• [GIVEN ENTRIES]
============

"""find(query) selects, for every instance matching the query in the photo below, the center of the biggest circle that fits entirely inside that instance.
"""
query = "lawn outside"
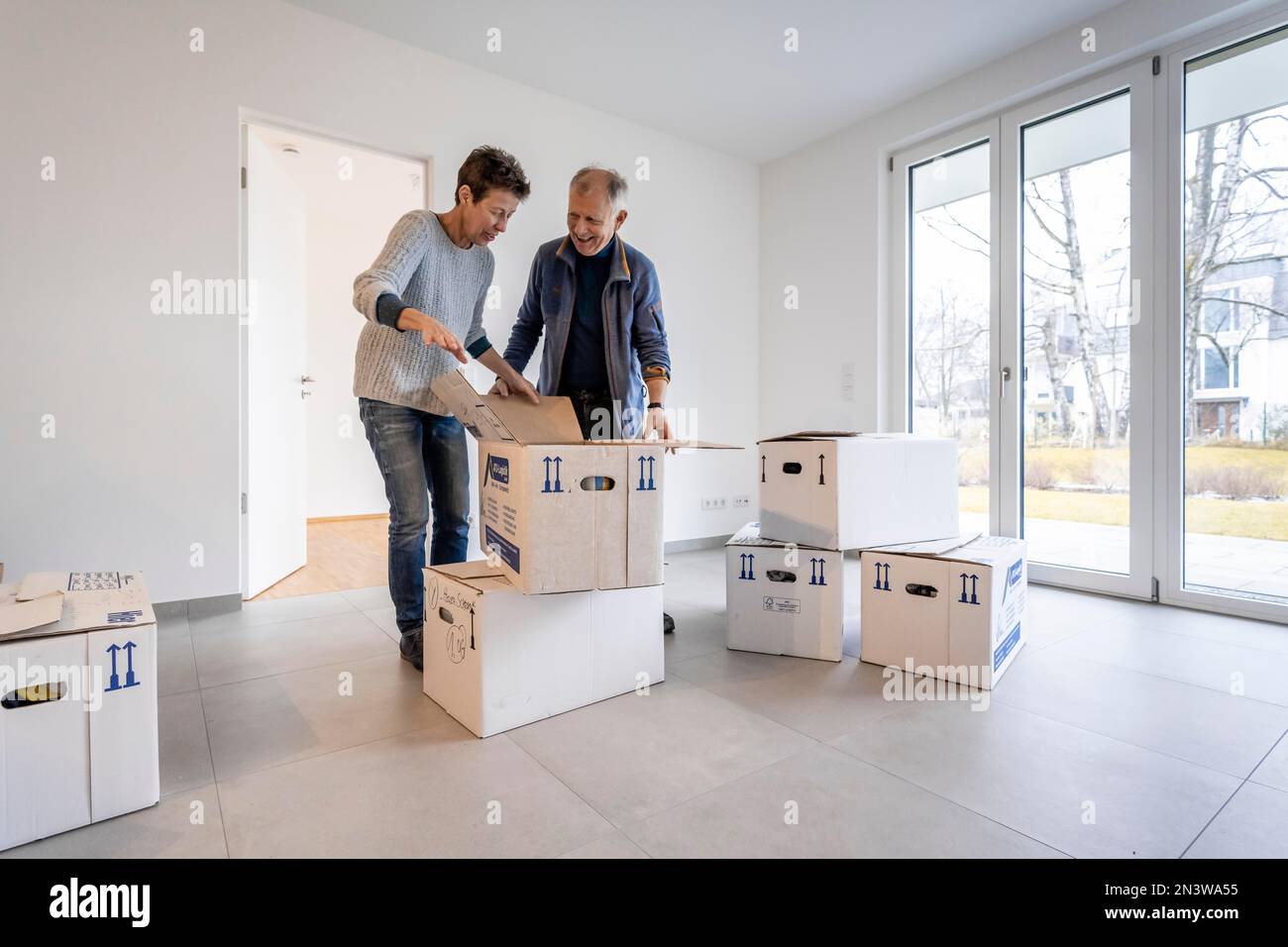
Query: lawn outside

============

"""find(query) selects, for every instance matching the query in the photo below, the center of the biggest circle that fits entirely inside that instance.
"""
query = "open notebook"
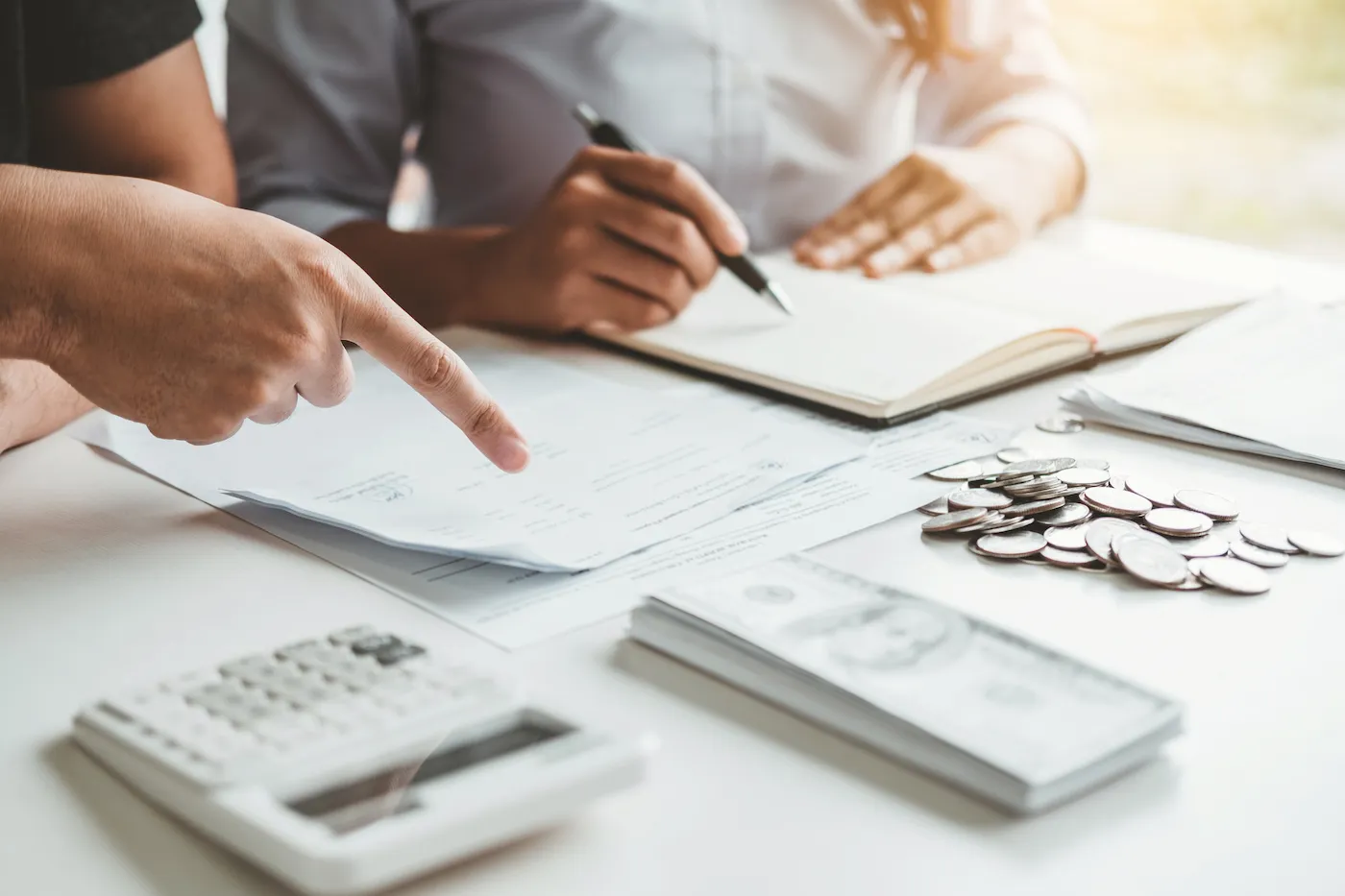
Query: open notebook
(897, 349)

============

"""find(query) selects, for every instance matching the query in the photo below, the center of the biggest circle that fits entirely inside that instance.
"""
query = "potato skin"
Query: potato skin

============

• [REQUIREMENT] Would you show every line in the data above that contains the string "outside"?

• [RESPONSE]
query = "lawn outside"
Query: lawn outside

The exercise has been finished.